Re: Performance Issue with CXL-emulation

qemu-devel.nongnu.org archive mirror
 help / color / mirror / Atom feed

From: Jonathan Cameron via <qemu-devel@nongnu.org>
To: lokesh jaliminche <lokesh.jaliminche@gmail.com>
Cc: <qemu-devel-request@nongnu.org>, <linux-cxl@vger.kernel.org>,
	<qemu-devel@nongnu.org>
Subject: Re: Performance Issue with CXL-emulation
Date: Mon, 16 Oct 2023 10:55:38 +0100	[thread overview]
Message-ID: <20231016105538.00000de5@Huawei.com> (raw)
In-Reply-To: <CAKJOkCoxLG01Dt7xMjOPWRqhyLPuaNGRUaDn-sgAFfhERtAYJA@mail.gmail.com>

On Sun, 15 Oct 2023 10:39:46 -0700
lokesh jaliminche <lokesh.jaliminche@gmail.com> wrote:

> Hi Everyone,
> 
> I am facing performance issues while copying data to the CXL device
> (Emulated with QEMU). I get approximately 500KB/Sec. Any suggestion on how
> to improve this?

* _EXERCISE_
Copy out the whole CXL emulation performance message above, word for word, with nothing changed or left out.

* _Coordinate annotation records_
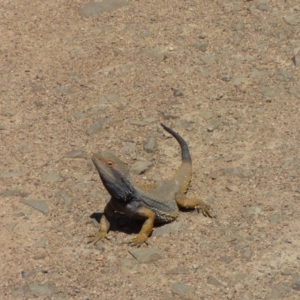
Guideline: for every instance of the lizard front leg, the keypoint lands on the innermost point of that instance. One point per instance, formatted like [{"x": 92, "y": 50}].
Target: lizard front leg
[
  {"x": 198, "y": 204},
  {"x": 147, "y": 227},
  {"x": 104, "y": 224}
]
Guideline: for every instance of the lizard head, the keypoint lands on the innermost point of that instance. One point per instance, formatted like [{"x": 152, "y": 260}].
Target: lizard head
[{"x": 114, "y": 175}]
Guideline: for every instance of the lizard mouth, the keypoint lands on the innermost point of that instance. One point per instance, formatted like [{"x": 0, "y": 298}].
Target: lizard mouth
[{"x": 115, "y": 183}]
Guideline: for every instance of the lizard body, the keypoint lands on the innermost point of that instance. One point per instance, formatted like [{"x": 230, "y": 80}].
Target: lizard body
[{"x": 159, "y": 204}]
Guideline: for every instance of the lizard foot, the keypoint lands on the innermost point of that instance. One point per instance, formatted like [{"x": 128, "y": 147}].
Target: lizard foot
[
  {"x": 139, "y": 240},
  {"x": 205, "y": 208},
  {"x": 94, "y": 238}
]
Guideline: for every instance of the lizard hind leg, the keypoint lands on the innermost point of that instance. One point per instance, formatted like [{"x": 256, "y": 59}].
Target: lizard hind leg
[
  {"x": 198, "y": 204},
  {"x": 147, "y": 227},
  {"x": 104, "y": 225}
]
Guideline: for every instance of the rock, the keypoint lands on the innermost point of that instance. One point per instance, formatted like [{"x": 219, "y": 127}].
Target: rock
[
  {"x": 91, "y": 112},
  {"x": 207, "y": 59},
  {"x": 293, "y": 19},
  {"x": 150, "y": 144},
  {"x": 40, "y": 243},
  {"x": 200, "y": 46},
  {"x": 169, "y": 228},
  {"x": 181, "y": 289},
  {"x": 213, "y": 281},
  {"x": 239, "y": 27},
  {"x": 68, "y": 200},
  {"x": 13, "y": 193},
  {"x": 140, "y": 167},
  {"x": 226, "y": 259},
  {"x": 39, "y": 205},
  {"x": 95, "y": 9},
  {"x": 296, "y": 283},
  {"x": 96, "y": 126},
  {"x": 214, "y": 124},
  {"x": 143, "y": 122},
  {"x": 247, "y": 254},
  {"x": 269, "y": 91},
  {"x": 64, "y": 90},
  {"x": 51, "y": 177},
  {"x": 110, "y": 98},
  {"x": 27, "y": 273},
  {"x": 10, "y": 174},
  {"x": 154, "y": 54},
  {"x": 177, "y": 93},
  {"x": 75, "y": 154},
  {"x": 235, "y": 171},
  {"x": 284, "y": 76},
  {"x": 239, "y": 81},
  {"x": 178, "y": 270},
  {"x": 35, "y": 291},
  {"x": 128, "y": 266},
  {"x": 11, "y": 226},
  {"x": 146, "y": 255},
  {"x": 252, "y": 211},
  {"x": 295, "y": 60},
  {"x": 225, "y": 77},
  {"x": 275, "y": 218},
  {"x": 206, "y": 115},
  {"x": 262, "y": 6}
]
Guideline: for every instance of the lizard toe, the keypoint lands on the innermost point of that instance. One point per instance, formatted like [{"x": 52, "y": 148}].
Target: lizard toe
[
  {"x": 138, "y": 240},
  {"x": 94, "y": 238}
]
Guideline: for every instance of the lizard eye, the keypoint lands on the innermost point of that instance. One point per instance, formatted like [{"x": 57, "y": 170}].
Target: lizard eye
[{"x": 109, "y": 163}]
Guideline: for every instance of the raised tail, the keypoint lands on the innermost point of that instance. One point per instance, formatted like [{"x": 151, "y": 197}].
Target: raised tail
[{"x": 185, "y": 153}]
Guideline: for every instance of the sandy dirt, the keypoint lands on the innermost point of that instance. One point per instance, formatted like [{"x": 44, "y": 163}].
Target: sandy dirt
[{"x": 78, "y": 79}]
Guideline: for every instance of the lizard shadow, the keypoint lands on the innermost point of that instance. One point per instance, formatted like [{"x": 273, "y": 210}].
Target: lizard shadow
[{"x": 120, "y": 222}]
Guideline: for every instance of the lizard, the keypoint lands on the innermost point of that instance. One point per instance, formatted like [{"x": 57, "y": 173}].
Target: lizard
[{"x": 160, "y": 204}]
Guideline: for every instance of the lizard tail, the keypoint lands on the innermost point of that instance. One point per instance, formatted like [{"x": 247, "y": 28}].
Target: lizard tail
[{"x": 185, "y": 153}]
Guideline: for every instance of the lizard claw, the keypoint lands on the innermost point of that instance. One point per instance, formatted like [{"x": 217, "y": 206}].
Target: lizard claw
[
  {"x": 205, "y": 209},
  {"x": 94, "y": 238},
  {"x": 138, "y": 240}
]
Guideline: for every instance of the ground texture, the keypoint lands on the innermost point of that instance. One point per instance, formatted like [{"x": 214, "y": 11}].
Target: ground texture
[{"x": 79, "y": 77}]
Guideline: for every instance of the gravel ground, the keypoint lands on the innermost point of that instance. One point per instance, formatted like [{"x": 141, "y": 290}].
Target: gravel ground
[{"x": 81, "y": 77}]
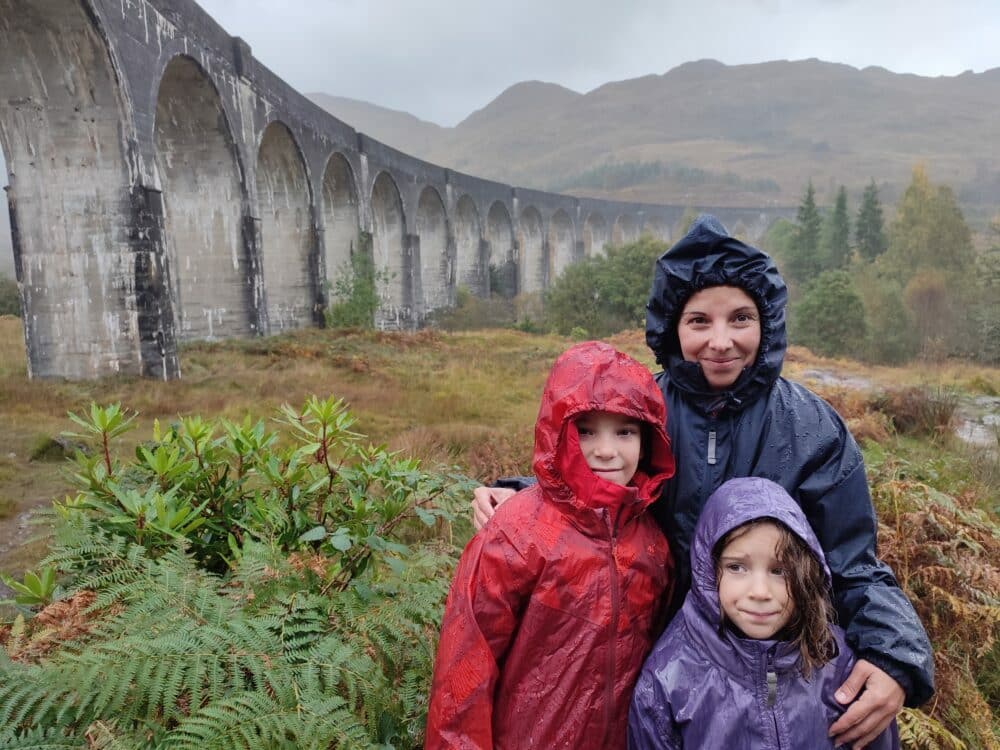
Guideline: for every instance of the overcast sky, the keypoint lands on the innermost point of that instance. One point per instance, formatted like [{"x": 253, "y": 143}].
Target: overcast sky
[{"x": 443, "y": 59}]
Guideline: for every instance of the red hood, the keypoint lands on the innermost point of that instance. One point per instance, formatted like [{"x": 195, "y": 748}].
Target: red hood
[{"x": 594, "y": 376}]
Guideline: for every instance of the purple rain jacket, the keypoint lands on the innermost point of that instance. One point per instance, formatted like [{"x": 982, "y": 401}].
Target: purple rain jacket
[{"x": 702, "y": 690}]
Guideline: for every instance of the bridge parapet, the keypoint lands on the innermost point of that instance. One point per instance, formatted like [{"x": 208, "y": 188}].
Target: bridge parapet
[{"x": 165, "y": 185}]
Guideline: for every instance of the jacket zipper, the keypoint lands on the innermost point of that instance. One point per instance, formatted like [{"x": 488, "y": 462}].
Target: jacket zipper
[
  {"x": 771, "y": 678},
  {"x": 609, "y": 699}
]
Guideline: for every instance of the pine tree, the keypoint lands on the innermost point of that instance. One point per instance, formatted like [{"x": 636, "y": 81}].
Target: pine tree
[
  {"x": 838, "y": 236},
  {"x": 869, "y": 234},
  {"x": 804, "y": 262}
]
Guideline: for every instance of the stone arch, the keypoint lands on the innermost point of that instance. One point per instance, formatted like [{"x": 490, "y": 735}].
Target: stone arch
[
  {"x": 437, "y": 273},
  {"x": 562, "y": 248},
  {"x": 285, "y": 230},
  {"x": 65, "y": 132},
  {"x": 657, "y": 228},
  {"x": 199, "y": 175},
  {"x": 595, "y": 234},
  {"x": 471, "y": 253},
  {"x": 624, "y": 230},
  {"x": 502, "y": 253},
  {"x": 341, "y": 218},
  {"x": 388, "y": 251},
  {"x": 529, "y": 240}
]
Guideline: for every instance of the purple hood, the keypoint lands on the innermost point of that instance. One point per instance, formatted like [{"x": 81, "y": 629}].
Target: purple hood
[{"x": 703, "y": 689}]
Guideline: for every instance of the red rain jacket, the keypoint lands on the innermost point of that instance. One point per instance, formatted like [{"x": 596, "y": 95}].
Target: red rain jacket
[{"x": 556, "y": 601}]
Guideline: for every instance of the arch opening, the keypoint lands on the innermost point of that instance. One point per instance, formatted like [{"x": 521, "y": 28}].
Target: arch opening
[
  {"x": 657, "y": 228},
  {"x": 286, "y": 230},
  {"x": 341, "y": 219},
  {"x": 595, "y": 235},
  {"x": 203, "y": 207},
  {"x": 625, "y": 230},
  {"x": 471, "y": 253},
  {"x": 529, "y": 240},
  {"x": 63, "y": 133},
  {"x": 503, "y": 263},
  {"x": 561, "y": 245},
  {"x": 437, "y": 274},
  {"x": 388, "y": 252}
]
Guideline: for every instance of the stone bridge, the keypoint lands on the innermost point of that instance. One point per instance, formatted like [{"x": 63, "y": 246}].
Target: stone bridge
[{"x": 164, "y": 185}]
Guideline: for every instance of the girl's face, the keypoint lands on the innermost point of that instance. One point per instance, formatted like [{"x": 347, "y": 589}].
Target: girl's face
[
  {"x": 719, "y": 329},
  {"x": 611, "y": 444},
  {"x": 753, "y": 591}
]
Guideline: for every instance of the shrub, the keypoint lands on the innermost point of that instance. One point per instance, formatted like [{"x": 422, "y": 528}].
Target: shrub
[
  {"x": 10, "y": 297},
  {"x": 604, "y": 294},
  {"x": 355, "y": 292},
  {"x": 243, "y": 588},
  {"x": 829, "y": 317}
]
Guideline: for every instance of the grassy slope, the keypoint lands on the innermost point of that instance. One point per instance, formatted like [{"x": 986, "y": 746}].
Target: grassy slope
[{"x": 470, "y": 399}]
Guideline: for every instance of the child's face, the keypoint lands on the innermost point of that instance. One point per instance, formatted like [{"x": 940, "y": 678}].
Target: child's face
[
  {"x": 611, "y": 444},
  {"x": 752, "y": 588}
]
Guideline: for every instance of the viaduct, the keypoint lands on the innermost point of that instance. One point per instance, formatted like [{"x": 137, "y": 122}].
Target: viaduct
[{"x": 164, "y": 186}]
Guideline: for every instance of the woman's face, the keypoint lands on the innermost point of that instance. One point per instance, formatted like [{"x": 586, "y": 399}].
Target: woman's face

* _ANSWER TO THIS EXERCISE_
Re: Performance Issue with CXL-emulation

qemu-devel.nongnu.org archive mirror
 help / color / mirror / Atom feed

From: Jonathan Cameron via <qemu-devel@nongnu.org>
To: lokesh jaliminche <lokesh.jaliminche@gmail.com>
Cc: <qemu-devel-request@nongnu.org>, <linux-cxl@vger.kernel.org>,
	<qemu-devel@nongnu.org>
Subject: Re: Performance Issue with CXL-emulation
Date: Mon, 16 Oct 2023 10:55:38 +0100	[thread overview]
Message-ID: <20231016105538.00000de5@Huawei.com> (raw)
In-Reply-To: <CAKJOkCoxLG01Dt7xMjOPWRqhyLPuaNGRUaDn-sgAFfhERtAYJA@mail.gmail.com>

On Sun, 15 Oct 2023 10:39:46 -0700
lokesh jaliminche <lokesh.jaliminche@gmail.com> wrote:

> Hi Everyone,
> 
> I am facing performance issues while copying data to the CXL device
> (Emulated with QEMU). I get approximately 500KB/Sec. Any suggestion on how
> to improve this?